§ **Problem statement**: Across the material below, how many lines hold the word "breakwater"? Only the number should be given.

§ **Given information**:
######
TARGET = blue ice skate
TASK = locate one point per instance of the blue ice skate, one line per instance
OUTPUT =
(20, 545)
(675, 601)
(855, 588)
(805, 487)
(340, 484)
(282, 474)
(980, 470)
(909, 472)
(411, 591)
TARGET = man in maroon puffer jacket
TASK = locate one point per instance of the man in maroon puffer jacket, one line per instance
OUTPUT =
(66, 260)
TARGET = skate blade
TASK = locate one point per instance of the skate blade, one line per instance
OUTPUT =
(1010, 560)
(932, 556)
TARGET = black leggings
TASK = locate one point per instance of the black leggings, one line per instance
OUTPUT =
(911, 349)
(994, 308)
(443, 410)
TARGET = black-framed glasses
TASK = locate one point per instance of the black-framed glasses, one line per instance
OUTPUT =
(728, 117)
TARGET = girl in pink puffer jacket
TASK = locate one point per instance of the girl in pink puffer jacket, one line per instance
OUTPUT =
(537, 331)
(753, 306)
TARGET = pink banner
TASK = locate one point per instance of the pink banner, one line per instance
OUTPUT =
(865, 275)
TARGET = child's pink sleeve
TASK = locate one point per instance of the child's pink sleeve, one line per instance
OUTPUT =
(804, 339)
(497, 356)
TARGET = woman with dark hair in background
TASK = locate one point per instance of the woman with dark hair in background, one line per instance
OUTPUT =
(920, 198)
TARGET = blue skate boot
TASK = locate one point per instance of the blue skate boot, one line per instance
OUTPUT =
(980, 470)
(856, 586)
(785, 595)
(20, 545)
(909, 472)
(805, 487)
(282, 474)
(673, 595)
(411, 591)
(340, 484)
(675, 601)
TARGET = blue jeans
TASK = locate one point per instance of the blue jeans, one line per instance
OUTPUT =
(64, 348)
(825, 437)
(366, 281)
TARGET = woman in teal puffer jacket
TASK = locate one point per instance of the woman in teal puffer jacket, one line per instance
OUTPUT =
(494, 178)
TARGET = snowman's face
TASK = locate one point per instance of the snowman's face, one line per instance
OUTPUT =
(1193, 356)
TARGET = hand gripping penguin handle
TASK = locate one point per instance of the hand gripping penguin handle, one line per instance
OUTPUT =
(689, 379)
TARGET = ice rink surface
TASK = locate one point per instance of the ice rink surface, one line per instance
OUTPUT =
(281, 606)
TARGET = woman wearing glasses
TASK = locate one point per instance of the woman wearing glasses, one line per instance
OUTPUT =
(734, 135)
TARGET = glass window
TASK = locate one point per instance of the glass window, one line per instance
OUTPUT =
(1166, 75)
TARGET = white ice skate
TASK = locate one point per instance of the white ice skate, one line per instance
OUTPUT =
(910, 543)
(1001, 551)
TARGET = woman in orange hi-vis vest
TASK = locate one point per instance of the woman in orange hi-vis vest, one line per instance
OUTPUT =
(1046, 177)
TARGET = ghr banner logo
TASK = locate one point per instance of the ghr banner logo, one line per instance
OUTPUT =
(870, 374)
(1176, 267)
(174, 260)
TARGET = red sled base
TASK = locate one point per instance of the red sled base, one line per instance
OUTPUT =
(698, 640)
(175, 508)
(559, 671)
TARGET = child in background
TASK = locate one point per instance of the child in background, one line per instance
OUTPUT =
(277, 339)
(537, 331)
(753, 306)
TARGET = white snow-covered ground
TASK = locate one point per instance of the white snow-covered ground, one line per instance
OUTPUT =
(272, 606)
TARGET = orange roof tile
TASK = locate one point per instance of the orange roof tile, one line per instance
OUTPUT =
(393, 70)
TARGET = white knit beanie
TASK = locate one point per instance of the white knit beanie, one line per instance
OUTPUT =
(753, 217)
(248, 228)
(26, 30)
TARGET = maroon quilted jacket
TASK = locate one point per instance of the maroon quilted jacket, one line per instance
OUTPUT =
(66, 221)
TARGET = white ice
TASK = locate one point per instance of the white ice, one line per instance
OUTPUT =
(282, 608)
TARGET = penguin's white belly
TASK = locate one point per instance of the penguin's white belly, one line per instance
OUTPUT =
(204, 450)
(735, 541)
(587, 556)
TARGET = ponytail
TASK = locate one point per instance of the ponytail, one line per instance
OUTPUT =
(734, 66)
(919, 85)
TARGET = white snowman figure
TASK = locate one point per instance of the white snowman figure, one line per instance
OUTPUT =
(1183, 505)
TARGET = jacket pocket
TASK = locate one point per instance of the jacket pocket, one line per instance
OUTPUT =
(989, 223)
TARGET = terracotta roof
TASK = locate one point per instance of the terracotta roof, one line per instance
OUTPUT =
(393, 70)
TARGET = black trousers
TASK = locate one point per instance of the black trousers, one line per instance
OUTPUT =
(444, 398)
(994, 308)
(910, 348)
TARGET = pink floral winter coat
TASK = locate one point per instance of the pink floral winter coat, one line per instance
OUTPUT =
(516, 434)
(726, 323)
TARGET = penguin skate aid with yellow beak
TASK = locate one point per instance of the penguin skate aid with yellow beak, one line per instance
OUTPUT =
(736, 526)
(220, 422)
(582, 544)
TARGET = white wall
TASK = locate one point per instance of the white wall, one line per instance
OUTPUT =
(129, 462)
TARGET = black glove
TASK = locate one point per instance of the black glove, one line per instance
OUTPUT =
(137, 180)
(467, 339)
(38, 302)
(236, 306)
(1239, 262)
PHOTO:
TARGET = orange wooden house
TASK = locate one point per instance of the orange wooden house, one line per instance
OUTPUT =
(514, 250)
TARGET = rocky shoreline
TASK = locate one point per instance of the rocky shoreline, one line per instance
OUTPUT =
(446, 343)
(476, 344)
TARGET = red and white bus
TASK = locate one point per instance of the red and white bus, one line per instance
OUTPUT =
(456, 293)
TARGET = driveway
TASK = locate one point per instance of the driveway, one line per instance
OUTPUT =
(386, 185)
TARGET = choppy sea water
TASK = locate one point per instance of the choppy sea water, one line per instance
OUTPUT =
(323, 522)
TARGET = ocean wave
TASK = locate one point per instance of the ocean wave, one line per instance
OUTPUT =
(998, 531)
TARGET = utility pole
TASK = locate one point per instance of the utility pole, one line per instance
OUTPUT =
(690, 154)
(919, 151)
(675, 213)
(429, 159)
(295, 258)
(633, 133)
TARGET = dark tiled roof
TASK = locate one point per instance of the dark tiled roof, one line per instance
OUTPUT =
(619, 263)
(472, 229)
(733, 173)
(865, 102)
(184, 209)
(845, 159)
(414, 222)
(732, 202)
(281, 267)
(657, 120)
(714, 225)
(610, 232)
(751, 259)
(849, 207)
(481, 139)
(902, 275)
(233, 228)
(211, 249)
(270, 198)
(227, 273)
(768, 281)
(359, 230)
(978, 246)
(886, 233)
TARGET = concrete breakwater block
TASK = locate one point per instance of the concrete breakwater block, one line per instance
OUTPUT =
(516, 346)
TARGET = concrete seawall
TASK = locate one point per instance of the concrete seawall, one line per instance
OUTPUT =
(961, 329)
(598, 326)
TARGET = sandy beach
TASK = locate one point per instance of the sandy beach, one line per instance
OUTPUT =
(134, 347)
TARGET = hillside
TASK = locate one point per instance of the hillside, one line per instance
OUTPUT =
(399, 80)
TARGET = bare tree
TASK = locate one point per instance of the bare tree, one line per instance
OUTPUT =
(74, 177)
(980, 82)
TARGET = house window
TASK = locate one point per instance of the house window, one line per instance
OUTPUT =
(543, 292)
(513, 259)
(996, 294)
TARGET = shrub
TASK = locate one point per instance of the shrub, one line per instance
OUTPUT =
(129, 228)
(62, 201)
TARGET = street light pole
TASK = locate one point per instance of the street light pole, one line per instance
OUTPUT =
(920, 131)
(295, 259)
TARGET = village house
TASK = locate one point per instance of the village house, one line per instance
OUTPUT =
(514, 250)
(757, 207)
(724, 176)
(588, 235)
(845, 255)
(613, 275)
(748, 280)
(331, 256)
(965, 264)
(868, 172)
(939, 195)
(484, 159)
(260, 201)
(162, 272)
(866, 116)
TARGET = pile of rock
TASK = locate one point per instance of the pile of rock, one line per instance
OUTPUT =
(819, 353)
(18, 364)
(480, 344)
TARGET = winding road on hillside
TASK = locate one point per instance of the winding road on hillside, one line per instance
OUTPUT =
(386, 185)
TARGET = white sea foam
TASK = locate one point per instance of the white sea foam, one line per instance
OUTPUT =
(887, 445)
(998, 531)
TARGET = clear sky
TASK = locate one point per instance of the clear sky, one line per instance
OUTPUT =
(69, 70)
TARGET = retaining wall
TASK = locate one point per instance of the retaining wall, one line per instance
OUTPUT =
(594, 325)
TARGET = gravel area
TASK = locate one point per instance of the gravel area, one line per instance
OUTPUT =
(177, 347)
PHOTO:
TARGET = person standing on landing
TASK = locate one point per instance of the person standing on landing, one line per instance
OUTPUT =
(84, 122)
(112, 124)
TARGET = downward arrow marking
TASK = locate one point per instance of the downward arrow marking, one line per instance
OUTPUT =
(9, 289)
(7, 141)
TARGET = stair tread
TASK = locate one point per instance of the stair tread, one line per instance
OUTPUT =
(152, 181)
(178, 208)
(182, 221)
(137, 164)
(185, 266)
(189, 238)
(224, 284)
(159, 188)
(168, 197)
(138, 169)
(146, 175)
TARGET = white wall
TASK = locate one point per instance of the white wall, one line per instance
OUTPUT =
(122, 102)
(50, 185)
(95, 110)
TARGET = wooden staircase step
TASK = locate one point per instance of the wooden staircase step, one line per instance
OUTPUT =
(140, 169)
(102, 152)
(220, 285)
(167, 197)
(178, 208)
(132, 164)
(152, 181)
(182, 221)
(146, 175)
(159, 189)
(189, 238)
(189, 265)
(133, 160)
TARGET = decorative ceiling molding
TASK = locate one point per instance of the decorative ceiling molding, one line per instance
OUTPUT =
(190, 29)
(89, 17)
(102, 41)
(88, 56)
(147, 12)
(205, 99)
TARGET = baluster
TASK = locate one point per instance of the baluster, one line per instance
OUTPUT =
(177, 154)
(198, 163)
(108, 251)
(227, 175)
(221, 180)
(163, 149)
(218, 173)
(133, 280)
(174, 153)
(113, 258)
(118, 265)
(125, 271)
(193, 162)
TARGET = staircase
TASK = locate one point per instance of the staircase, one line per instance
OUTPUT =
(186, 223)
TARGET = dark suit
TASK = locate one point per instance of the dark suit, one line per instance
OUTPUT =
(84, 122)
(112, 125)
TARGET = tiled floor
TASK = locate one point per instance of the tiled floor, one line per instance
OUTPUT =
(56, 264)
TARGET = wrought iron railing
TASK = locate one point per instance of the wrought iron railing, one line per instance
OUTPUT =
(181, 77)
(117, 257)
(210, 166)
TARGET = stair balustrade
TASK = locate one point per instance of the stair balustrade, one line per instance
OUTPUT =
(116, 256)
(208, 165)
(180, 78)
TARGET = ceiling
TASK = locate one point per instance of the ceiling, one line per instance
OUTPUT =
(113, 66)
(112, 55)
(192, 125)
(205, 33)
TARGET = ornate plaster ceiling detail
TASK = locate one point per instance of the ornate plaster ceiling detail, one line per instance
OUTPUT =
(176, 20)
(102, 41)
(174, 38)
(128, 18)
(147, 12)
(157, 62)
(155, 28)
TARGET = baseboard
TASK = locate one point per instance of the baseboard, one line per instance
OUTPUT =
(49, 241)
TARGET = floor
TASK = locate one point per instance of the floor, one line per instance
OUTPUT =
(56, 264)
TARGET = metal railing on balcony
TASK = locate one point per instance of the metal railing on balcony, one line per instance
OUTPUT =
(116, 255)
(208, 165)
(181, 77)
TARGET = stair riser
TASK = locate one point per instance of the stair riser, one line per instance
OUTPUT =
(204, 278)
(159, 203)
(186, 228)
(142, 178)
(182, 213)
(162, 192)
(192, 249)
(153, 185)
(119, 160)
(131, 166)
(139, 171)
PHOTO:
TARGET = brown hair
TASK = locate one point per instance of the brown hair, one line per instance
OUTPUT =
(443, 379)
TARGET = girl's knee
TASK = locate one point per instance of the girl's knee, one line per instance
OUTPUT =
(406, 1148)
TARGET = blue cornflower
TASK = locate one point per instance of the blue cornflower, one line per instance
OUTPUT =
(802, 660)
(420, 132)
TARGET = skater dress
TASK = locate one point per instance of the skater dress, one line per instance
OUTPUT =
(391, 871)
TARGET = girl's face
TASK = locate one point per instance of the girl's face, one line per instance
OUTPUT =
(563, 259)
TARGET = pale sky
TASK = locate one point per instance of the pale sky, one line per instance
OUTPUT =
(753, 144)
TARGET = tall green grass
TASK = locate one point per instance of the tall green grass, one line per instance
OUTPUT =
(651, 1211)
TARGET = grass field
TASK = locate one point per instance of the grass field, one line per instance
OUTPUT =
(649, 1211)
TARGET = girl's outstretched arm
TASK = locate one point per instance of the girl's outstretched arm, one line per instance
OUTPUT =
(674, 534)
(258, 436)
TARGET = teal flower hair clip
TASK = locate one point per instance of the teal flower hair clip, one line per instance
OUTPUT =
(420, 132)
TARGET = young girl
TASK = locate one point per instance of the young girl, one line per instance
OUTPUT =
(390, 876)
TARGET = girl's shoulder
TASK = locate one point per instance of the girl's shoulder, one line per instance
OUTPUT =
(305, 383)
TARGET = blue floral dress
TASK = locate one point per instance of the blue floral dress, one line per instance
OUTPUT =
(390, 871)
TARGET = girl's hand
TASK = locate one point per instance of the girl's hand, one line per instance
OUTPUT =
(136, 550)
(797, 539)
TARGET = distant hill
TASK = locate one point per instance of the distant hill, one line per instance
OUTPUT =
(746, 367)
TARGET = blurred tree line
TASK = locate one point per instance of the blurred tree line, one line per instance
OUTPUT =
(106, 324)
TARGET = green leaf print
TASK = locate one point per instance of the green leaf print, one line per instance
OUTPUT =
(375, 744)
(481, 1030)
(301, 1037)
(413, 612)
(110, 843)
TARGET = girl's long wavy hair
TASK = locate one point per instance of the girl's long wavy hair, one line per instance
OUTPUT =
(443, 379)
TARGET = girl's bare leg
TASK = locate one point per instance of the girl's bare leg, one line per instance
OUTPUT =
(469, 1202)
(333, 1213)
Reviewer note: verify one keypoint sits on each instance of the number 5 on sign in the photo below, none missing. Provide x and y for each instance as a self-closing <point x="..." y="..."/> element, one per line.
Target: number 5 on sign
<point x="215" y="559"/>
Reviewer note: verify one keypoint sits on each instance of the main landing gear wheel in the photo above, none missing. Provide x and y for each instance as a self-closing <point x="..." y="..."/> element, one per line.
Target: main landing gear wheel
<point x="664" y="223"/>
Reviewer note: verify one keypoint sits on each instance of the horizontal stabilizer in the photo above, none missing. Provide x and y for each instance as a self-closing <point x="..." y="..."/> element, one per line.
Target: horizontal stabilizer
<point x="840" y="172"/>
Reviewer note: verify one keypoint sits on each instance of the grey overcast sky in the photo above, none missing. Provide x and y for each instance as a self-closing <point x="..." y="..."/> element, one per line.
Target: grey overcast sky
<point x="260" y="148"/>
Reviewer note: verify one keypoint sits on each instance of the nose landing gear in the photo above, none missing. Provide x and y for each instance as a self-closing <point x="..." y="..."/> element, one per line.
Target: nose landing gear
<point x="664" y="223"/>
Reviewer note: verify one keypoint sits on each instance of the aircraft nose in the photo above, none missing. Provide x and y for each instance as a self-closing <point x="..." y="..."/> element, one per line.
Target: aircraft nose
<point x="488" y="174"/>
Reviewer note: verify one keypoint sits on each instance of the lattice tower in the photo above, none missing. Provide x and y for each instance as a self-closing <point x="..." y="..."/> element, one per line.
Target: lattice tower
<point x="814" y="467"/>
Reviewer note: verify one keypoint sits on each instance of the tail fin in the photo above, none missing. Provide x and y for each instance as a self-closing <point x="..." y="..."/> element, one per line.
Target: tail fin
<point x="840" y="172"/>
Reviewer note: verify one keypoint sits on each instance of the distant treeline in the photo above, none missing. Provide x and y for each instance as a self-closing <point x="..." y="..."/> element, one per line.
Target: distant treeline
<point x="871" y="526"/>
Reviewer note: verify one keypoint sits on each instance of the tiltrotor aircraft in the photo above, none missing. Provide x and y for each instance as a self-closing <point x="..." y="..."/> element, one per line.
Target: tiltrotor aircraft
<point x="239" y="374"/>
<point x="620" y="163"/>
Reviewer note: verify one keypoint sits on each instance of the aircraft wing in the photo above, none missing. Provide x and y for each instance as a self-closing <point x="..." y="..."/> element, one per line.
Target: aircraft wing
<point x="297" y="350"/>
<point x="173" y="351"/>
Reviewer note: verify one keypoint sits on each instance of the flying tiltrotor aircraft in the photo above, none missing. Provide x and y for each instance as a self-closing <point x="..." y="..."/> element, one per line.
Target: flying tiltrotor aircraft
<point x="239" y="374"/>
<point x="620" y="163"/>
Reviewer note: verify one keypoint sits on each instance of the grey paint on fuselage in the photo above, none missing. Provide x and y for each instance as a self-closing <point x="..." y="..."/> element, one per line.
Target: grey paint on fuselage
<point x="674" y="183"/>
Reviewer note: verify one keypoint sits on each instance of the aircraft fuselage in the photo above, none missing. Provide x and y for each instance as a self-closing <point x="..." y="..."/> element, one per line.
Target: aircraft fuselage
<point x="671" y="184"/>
######
§ **Exercise output**: 2